>>>>

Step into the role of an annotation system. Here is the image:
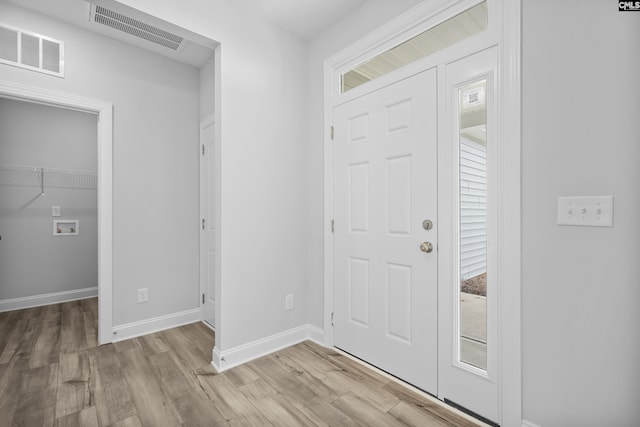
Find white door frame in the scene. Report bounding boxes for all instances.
[324,0,522,425]
[0,81,113,344]
[199,114,220,331]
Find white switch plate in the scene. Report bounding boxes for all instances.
[558,196,613,227]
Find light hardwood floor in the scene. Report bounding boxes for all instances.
[0,299,477,427]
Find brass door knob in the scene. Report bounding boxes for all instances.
[420,242,433,253]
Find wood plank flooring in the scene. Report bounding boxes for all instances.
[0,299,478,427]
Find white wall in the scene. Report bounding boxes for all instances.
[306,0,420,328]
[522,0,640,427]
[0,98,98,302]
[116,0,307,351]
[0,2,200,326]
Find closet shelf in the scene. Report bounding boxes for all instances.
[0,164,98,194]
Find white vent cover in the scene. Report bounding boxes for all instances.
[91,5,184,51]
[0,23,64,77]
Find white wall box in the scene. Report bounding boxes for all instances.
[53,219,80,237]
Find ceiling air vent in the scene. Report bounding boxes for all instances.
[0,23,64,77]
[91,6,184,51]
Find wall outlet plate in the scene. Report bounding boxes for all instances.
[284,294,293,311]
[558,196,613,227]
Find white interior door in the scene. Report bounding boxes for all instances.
[334,69,438,394]
[200,120,217,326]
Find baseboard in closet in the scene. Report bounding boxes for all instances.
[0,286,98,313]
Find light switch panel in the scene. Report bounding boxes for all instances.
[558,196,613,227]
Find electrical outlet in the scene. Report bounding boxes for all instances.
[284,294,293,311]
[138,288,149,302]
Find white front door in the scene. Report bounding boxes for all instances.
[334,68,438,394]
[200,120,216,326]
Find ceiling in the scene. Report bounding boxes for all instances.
[235,0,372,40]
[0,0,376,67]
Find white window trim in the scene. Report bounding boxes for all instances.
[0,22,64,78]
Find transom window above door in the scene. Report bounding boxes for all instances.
[340,1,489,93]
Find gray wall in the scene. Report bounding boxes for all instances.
[0,98,98,300]
[0,2,200,326]
[522,0,640,427]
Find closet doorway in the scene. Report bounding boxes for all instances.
[0,82,113,344]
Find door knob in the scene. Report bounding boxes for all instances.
[420,242,433,253]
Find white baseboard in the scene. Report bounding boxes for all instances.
[211,325,324,372]
[0,287,98,313]
[113,308,201,342]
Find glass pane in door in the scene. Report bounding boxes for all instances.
[458,79,487,371]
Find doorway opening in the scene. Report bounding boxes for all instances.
[0,82,113,344]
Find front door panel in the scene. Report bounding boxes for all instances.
[334,69,438,394]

<<<<

> Problem to work on:
Switch "doorway" to "entryway" in everything from the row containing "Find closet doorway" down to the last row, and reproduce those rows with all other wording unchanged.

> Solution to this exercise:
Find closet entryway in the scene. Report bounding boxes for all instances.
[0,82,113,344]
Find door knob in the scene. Report bounding boxes for all instances.
[420,242,433,253]
Find white baseboard in the scene. Report bounding boxes for all instances.
[211,325,324,372]
[0,287,98,313]
[113,308,201,342]
Find glass pane in door in the scene. Report bounding boxes for all instances.
[458,79,487,371]
Find entryway opening in the scene. Report bounding boxes for all instances.
[0,82,113,344]
Find front door panel in the scene. Report bounding boxes for all instances.
[334,69,438,394]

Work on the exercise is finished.